▸ **WHAT TO WORK ON**
All that is needed is the listing, given back exactly.

▸ **INPUT MATERIAL**
▬▬▬

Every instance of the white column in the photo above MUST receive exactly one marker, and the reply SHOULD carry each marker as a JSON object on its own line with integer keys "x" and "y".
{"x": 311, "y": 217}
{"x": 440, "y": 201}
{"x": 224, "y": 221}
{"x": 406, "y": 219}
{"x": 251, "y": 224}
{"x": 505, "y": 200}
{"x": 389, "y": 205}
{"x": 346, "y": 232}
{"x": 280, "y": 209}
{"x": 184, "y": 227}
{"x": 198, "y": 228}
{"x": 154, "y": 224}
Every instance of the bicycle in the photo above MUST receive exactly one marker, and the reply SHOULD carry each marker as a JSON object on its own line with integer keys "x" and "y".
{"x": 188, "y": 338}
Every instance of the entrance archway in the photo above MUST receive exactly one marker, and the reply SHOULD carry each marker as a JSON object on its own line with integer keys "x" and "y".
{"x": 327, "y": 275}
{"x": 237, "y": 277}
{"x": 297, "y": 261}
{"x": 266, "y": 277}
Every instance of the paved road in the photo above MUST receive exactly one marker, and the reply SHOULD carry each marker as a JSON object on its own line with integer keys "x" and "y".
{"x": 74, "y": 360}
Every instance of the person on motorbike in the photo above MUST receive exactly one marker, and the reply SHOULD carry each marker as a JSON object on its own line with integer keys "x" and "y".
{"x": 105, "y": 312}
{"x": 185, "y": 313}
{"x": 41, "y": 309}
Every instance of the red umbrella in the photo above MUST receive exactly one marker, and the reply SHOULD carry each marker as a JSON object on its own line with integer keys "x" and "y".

▬▬▬

▸ **RESPONSE TO THE TASK**
Every instance of the white column in the photo above MUST receive exactly one marker, and the reply SHOULD carry each marker as a JSON object on its own line with integer keys "x" and "y".
{"x": 311, "y": 217}
{"x": 440, "y": 201}
{"x": 224, "y": 221}
{"x": 406, "y": 219}
{"x": 251, "y": 224}
{"x": 505, "y": 200}
{"x": 389, "y": 205}
{"x": 346, "y": 232}
{"x": 280, "y": 209}
{"x": 184, "y": 227}
{"x": 198, "y": 228}
{"x": 154, "y": 224}
Every instance of the bicycle in the photo above MUST receive exactly one marker, and the reply SHOULD carry each marker as a JSON object on its own line with integer keys "x" and "y".
{"x": 188, "y": 338}
Every instance of the entrance archway in the photo above MUST receive exactly one marker, and the reply SHOULD carry each marker as a JSON object on its own line with integer keys "x" and "y".
{"x": 327, "y": 275}
{"x": 237, "y": 277}
{"x": 297, "y": 261}
{"x": 266, "y": 277}
Every instance of the paved road in the photo above MUST receive exactly one marker, and the reply SHOULD carry each marker as a JSON object on its own line with integer keys "x" and "y".
{"x": 74, "y": 360}
Every instance of the person on motorbike in the photo above MUST receive exactly one marker, and the reply SHOULD carry each marker as a JSON object on its own line with integer keys "x" and "y".
{"x": 105, "y": 312}
{"x": 185, "y": 313}
{"x": 41, "y": 309}
Every instance of the red umbrella in the photo above MUST receive exactly one marker, and the reply SHOULD carry each marker as a JSON object on its own line with integer keys "x" and "y".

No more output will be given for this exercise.